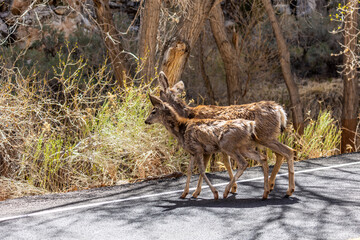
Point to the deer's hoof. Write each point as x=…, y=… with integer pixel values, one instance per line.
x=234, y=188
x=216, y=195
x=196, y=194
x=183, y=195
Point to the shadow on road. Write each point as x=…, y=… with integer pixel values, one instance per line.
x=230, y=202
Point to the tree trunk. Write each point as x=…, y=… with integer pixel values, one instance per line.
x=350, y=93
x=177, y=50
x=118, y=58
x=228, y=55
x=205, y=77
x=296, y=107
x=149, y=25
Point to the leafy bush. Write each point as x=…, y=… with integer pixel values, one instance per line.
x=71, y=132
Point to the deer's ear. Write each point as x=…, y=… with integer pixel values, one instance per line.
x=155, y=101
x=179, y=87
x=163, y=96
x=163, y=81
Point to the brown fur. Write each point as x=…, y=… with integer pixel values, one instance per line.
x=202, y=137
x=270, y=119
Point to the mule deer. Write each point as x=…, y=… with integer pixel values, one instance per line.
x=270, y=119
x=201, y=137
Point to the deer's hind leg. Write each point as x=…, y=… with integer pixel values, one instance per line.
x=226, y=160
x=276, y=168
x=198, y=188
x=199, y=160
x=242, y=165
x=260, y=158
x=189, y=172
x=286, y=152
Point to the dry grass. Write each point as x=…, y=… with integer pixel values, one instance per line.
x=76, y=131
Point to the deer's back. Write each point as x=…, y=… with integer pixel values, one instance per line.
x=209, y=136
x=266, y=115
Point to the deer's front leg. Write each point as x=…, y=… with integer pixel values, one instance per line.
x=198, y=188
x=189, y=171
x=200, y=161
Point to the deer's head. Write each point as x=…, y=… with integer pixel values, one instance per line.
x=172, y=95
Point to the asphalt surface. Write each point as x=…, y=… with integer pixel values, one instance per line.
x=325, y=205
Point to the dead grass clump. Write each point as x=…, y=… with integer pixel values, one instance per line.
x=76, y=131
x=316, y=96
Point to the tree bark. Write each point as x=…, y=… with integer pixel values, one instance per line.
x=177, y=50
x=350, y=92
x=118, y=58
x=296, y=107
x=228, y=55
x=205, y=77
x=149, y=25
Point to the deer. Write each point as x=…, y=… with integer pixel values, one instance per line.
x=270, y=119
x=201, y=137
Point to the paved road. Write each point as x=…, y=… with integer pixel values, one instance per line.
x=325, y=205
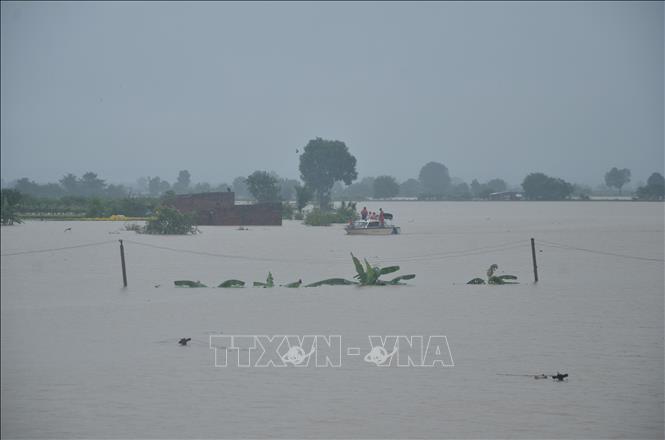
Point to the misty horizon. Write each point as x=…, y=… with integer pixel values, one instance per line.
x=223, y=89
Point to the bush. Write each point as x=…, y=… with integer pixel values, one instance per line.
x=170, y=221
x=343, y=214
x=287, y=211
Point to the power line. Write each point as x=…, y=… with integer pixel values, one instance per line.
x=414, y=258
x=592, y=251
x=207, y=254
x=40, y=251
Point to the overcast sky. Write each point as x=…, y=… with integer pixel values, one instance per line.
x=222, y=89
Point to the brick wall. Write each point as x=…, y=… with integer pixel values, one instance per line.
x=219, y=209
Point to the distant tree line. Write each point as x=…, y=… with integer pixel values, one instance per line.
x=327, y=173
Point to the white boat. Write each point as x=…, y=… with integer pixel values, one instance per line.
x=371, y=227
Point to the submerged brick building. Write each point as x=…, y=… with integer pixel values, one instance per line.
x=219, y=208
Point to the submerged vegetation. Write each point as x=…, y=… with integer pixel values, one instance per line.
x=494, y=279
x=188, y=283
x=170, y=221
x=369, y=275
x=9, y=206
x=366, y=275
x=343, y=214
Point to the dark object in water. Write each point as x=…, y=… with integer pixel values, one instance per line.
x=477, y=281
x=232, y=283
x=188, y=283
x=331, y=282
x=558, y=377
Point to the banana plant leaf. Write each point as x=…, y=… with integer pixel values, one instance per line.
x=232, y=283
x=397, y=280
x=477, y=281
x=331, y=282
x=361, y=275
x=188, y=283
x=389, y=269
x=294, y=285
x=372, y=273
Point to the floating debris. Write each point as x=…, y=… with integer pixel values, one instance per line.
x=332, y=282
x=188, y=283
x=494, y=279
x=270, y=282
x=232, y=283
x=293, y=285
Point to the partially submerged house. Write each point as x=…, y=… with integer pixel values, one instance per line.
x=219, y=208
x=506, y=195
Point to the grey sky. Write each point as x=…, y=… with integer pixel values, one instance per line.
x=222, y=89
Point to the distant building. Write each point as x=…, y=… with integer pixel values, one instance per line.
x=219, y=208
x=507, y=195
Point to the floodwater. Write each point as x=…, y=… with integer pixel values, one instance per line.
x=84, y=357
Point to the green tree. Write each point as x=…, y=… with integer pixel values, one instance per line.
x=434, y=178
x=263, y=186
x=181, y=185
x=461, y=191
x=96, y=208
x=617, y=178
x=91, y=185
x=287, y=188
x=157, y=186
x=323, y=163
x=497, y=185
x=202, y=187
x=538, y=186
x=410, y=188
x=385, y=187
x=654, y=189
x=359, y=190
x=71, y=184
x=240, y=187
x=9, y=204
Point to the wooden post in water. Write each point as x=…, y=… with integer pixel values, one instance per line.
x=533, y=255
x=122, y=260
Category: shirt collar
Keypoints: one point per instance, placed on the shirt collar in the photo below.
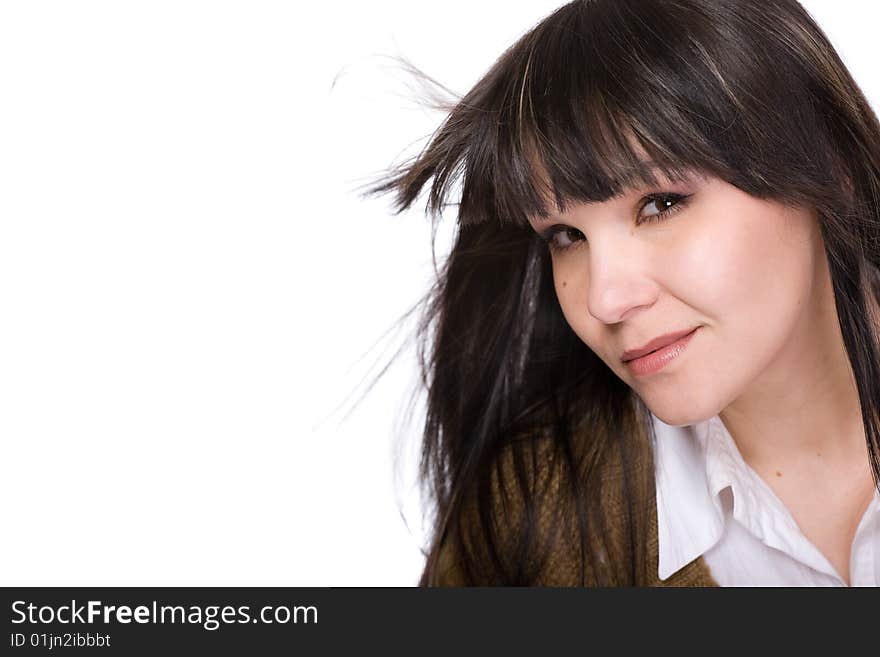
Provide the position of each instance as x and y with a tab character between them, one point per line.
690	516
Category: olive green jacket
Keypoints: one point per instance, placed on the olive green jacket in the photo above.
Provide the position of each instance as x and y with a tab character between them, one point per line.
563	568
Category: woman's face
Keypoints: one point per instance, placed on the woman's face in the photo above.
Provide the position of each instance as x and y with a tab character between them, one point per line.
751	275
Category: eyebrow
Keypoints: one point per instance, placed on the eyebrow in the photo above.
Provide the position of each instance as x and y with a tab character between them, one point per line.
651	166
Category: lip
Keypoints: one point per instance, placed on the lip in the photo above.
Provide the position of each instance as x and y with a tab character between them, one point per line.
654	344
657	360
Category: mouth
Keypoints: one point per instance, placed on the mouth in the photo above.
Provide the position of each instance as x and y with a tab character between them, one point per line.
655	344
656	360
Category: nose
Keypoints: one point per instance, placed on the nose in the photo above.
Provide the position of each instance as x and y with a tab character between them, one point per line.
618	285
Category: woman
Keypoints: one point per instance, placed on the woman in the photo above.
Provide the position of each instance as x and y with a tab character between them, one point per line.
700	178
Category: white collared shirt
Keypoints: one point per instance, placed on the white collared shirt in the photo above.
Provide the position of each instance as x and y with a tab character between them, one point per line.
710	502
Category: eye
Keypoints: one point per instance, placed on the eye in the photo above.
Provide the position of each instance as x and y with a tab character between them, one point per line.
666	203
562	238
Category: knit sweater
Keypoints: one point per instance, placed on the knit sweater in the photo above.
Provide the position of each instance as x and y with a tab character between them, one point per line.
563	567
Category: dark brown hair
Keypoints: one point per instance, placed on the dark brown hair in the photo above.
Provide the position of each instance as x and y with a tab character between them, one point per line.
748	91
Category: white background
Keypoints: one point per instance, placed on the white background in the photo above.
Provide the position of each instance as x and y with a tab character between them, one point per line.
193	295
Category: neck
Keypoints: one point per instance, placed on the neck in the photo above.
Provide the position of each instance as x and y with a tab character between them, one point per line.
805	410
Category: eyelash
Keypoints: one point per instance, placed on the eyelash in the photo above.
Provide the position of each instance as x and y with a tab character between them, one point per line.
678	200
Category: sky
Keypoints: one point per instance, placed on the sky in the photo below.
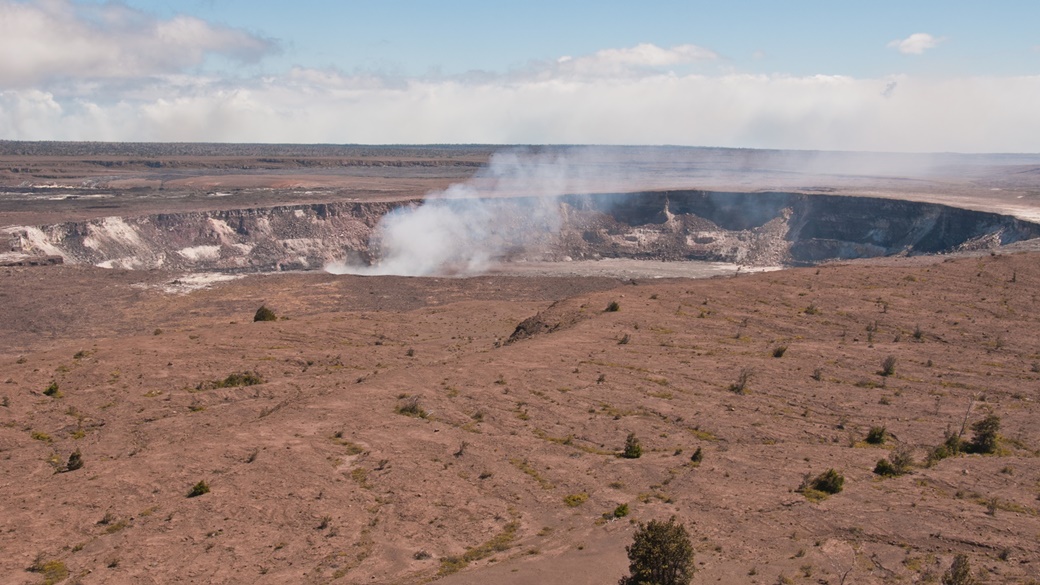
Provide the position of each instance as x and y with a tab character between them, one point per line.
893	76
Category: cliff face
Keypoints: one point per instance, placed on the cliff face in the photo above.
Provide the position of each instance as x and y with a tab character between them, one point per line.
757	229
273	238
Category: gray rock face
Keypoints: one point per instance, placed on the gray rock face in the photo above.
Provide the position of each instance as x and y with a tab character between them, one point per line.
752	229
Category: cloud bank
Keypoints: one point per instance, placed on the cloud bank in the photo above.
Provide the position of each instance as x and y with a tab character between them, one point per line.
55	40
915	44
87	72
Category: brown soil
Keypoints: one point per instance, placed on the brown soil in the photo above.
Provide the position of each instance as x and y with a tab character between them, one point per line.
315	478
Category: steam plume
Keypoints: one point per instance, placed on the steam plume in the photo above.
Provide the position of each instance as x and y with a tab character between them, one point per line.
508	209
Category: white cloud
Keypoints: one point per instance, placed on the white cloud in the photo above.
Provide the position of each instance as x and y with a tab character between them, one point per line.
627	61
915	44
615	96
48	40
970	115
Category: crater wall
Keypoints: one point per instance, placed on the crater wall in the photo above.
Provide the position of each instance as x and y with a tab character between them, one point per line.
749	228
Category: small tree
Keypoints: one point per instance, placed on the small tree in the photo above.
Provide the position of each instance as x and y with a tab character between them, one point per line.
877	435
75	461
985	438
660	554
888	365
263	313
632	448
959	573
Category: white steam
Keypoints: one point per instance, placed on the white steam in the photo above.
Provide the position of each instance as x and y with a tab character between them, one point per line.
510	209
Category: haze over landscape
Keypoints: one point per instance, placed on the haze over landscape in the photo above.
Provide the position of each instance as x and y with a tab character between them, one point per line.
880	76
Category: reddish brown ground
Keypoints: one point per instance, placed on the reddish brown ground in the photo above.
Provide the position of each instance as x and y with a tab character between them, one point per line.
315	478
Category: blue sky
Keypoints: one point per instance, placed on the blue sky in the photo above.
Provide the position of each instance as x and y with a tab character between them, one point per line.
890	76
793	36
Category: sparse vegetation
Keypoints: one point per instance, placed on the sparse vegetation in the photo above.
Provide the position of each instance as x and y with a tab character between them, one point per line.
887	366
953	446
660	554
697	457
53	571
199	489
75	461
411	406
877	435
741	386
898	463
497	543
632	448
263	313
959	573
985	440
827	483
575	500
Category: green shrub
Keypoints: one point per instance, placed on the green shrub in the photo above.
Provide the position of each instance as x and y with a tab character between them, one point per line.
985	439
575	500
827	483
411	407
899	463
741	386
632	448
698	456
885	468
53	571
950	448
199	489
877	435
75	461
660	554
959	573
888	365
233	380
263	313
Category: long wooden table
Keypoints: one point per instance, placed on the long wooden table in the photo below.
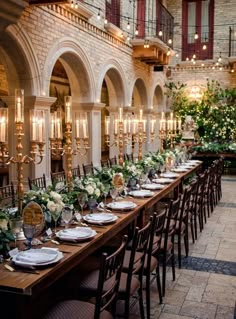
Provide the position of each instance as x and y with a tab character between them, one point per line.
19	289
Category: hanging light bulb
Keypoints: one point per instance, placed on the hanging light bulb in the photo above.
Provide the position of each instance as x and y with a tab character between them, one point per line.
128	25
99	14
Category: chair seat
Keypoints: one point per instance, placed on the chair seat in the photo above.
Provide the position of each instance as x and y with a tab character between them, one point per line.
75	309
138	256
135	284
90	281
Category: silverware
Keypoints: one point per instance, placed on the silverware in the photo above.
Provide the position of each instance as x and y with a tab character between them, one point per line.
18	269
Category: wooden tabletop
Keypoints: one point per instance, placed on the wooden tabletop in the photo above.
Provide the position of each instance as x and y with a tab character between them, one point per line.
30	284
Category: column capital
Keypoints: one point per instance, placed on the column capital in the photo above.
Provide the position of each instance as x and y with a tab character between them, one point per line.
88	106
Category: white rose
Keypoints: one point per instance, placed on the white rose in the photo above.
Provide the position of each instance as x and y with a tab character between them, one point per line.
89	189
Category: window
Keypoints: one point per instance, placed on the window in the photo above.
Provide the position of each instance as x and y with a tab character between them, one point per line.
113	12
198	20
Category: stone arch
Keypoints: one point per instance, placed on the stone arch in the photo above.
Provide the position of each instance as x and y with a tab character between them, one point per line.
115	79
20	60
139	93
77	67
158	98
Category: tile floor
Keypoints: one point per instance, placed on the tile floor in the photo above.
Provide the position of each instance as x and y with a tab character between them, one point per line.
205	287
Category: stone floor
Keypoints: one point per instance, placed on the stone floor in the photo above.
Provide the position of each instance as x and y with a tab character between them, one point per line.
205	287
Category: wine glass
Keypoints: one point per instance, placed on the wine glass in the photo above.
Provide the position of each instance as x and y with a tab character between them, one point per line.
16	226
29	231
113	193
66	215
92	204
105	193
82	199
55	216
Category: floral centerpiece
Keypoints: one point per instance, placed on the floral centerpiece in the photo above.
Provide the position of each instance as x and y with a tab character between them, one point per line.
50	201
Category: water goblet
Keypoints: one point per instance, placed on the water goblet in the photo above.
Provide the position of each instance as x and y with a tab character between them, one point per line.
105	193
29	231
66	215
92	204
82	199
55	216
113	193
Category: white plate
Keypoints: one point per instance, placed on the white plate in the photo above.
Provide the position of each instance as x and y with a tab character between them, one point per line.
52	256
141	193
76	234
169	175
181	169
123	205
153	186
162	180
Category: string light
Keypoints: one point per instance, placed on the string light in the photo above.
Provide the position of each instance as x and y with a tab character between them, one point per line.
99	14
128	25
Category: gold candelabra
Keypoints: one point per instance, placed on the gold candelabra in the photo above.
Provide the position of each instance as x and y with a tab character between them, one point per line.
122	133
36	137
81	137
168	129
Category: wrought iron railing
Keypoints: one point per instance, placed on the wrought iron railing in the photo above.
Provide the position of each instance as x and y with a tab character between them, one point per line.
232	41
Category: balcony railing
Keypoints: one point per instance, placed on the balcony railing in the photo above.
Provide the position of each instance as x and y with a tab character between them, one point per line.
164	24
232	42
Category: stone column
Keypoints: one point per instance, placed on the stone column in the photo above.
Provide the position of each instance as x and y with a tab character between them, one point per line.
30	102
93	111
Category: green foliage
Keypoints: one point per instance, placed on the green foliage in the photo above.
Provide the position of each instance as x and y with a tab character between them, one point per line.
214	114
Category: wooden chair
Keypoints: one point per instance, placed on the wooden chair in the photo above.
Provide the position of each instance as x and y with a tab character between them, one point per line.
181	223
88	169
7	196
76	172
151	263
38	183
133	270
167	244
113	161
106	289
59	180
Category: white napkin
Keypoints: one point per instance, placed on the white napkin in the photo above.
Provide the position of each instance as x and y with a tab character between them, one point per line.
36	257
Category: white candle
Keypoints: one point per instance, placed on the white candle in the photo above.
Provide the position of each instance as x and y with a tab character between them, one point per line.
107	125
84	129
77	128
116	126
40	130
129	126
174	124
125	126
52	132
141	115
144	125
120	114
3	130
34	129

Exercise
Please show the lines of the material that contain the string "capital".

Answer to the exercise
Category: column capital
Keypoints: one point per instance, placed on the column capital in the photo above.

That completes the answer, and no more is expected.